→ Page excerpt
________________________

2012-07-09 10:42:39 UTC
I am currently doing text classification. I have the following setup:
max 1500 train examples per class
overall around 90.000 train examples
same amount of test examples
I am pretty happy with the classification results (~52% f1 score) which
is fine for my task.
But now I have another scenario. I have around 2.000.000 extra training
examples available which are produced by a certain amount of users not
_directly_ corresponding for the classes but I still know the labels of
this data. If I train the classifier simply on this extra data (without
the correct one) I can achieve a F1-score of ~25%. So this somehow tells
me that there is information available that I now somehow want to
incorporate to my existing data. For some few classes this data even
works slightly better or at least similar.

________________________

Coordinate annotation entries:
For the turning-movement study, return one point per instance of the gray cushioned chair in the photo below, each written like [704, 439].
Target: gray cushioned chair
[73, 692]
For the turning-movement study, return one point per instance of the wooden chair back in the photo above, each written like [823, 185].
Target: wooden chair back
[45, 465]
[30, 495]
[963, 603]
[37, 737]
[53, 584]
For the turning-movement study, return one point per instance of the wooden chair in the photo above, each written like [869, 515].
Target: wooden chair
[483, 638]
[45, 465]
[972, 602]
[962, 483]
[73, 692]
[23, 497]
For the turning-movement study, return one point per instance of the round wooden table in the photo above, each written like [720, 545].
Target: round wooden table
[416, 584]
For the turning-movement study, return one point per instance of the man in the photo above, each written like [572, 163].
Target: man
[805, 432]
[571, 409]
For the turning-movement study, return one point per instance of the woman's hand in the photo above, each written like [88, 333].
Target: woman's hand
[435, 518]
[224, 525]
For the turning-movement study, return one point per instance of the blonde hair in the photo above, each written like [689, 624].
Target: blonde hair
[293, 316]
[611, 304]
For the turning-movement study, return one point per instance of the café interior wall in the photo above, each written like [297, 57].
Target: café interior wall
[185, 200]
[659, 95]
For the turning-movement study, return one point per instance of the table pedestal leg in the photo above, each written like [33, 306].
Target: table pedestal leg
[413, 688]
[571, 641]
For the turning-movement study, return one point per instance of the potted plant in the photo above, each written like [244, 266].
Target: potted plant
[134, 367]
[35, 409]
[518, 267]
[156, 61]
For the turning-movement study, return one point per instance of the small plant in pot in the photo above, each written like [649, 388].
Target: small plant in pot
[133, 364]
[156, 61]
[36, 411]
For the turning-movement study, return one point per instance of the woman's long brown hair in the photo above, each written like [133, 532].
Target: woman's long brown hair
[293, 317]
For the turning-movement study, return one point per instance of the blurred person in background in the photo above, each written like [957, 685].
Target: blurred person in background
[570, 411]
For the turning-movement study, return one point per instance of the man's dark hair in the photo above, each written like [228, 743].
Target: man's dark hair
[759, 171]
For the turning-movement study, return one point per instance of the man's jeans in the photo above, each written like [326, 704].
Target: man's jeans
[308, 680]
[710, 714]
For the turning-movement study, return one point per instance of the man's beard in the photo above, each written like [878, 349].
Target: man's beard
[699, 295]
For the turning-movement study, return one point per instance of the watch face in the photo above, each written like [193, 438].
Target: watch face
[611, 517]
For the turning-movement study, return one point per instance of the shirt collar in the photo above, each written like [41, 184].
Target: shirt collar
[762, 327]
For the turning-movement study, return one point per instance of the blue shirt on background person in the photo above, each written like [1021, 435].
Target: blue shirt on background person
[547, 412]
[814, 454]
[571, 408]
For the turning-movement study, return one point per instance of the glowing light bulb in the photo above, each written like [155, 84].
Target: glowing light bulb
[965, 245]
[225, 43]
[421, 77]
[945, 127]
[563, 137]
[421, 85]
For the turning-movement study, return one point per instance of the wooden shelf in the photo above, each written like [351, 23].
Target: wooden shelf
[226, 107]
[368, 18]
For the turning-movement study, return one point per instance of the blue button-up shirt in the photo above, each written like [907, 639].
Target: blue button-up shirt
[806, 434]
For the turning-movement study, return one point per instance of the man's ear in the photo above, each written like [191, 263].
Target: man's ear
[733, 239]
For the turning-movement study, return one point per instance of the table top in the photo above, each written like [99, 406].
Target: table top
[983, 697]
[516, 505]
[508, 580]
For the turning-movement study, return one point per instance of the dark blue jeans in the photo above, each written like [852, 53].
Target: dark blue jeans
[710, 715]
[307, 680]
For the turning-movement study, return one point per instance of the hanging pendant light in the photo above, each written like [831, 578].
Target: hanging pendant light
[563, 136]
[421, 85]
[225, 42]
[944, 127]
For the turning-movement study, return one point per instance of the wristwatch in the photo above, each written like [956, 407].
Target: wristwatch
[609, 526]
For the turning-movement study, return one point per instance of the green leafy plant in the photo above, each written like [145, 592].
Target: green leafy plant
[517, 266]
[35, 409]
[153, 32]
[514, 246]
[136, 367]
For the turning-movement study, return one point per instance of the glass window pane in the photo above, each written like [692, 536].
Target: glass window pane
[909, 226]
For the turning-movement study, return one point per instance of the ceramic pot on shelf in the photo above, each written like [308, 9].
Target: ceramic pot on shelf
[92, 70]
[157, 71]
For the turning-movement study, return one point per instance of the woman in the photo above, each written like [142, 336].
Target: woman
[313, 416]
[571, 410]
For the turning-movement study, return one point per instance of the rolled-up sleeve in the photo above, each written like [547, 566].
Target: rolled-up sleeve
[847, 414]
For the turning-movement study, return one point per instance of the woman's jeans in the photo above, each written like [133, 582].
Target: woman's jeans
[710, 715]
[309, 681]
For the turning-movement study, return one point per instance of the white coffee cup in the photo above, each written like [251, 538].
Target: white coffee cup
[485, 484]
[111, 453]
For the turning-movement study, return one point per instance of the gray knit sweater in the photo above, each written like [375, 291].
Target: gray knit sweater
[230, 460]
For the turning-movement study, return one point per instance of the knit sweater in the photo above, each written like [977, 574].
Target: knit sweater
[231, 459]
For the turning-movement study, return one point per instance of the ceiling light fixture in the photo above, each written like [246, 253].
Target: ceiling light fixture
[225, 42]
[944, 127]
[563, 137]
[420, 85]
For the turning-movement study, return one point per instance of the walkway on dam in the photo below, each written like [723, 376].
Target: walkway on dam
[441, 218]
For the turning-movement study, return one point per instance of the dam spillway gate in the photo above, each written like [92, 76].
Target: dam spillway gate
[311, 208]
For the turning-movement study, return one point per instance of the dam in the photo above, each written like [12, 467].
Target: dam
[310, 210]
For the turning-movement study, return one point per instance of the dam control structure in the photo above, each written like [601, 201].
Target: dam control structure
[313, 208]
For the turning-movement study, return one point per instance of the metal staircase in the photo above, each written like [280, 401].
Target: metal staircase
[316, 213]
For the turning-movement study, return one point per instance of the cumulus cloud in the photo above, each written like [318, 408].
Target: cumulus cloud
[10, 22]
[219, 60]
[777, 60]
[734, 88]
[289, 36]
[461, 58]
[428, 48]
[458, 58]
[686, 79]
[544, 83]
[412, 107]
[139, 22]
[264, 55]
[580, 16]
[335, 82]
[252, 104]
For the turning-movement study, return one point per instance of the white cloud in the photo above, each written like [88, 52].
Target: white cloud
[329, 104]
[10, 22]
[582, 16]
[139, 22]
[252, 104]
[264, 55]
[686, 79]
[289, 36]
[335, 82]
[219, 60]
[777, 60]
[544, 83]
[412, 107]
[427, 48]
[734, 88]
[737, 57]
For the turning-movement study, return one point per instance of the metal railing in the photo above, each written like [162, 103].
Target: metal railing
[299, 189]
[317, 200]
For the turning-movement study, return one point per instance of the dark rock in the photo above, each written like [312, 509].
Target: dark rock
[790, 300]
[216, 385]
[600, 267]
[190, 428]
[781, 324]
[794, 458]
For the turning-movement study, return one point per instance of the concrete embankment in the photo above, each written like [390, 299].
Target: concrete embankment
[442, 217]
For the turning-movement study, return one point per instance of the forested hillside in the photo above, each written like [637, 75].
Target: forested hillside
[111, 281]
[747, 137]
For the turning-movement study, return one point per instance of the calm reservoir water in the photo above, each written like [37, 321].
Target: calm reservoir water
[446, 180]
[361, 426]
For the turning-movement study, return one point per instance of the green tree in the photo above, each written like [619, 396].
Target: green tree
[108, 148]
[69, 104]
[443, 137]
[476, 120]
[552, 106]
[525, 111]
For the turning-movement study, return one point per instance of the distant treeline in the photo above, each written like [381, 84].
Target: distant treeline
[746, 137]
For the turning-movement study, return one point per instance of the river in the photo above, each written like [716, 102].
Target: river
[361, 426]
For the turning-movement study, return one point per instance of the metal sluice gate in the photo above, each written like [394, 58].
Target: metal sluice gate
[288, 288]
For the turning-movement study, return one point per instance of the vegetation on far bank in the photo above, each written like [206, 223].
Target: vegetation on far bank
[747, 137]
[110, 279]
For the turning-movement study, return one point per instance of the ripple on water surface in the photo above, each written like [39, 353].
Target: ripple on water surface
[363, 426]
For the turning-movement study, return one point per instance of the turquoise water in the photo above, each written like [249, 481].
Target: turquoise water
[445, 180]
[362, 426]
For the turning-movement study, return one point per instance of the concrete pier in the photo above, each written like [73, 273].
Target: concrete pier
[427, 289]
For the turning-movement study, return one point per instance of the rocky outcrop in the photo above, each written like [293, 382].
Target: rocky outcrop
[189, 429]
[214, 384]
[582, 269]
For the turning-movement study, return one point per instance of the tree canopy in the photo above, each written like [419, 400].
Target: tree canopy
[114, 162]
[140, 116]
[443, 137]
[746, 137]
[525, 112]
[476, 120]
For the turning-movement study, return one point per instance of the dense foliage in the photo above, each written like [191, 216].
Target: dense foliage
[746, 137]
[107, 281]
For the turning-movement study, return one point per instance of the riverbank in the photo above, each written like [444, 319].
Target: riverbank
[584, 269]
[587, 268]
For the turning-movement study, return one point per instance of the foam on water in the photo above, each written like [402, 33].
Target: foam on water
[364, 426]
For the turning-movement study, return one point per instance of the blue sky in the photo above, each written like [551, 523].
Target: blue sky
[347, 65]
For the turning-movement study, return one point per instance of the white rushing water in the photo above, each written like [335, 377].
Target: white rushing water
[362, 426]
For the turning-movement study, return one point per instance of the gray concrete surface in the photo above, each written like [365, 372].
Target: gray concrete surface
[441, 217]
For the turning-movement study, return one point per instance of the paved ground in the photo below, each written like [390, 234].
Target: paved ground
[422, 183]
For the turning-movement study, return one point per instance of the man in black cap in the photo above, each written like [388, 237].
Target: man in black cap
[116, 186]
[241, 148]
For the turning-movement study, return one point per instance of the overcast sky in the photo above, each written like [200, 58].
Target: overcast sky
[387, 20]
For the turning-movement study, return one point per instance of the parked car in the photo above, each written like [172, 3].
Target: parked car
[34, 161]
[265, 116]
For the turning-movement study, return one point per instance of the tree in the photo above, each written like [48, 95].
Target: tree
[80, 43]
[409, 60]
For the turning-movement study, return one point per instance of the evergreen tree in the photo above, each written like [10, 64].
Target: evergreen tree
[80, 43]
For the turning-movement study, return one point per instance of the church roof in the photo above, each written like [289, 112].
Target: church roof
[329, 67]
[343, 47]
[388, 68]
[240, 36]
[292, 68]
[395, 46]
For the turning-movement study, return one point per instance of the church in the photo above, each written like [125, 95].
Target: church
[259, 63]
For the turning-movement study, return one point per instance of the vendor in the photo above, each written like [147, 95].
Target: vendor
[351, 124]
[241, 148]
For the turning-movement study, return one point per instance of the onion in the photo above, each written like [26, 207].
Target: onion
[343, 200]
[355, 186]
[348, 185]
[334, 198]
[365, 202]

________________________

→ The tasks
1. Repeat the passage of the text classification post from "2012-07-09 10:42:39 UTC" to "for my task.".
2. Answer these questions using the text classification post:
(a) What is the maximum number of training examples per class in the current setup?
(b) What F1 score does the poster report for the current classification results?
(c) What F1 score is achieved when the classifier is trained only on the extra data?
3. Resume the text classification post after its last sentence.

→ Written responses
1.
2012-07-09 10:42:39 UTC
I am currently doing text classification. I have the following setup:
max 1500 train examples per class
overall around 90.000 train examples
same amount of test examples
I am pretty happy with the classification results (~52% f1 score) which
is fine for my task.

2.
(a) 1500
(b) About 52%
(c) About 25%

3.
I have simply tried to combine both datasets (90.000 + 2.000.000) but
this makes the results worse (test data amount always stays the same).
This is not surprising because a lot of noise is added to the data and I
think that the huge amount of extra data somehow overrules the existing one.
My question now is, how I can incorporate this data the best in order to
achieve better classification results than with my first dataset. Maybe
someone has an idea or there are some techniques for that.
Just for the record: I use Tf-Idf with a SVC which works best. I have
also tried a different approach using topic models.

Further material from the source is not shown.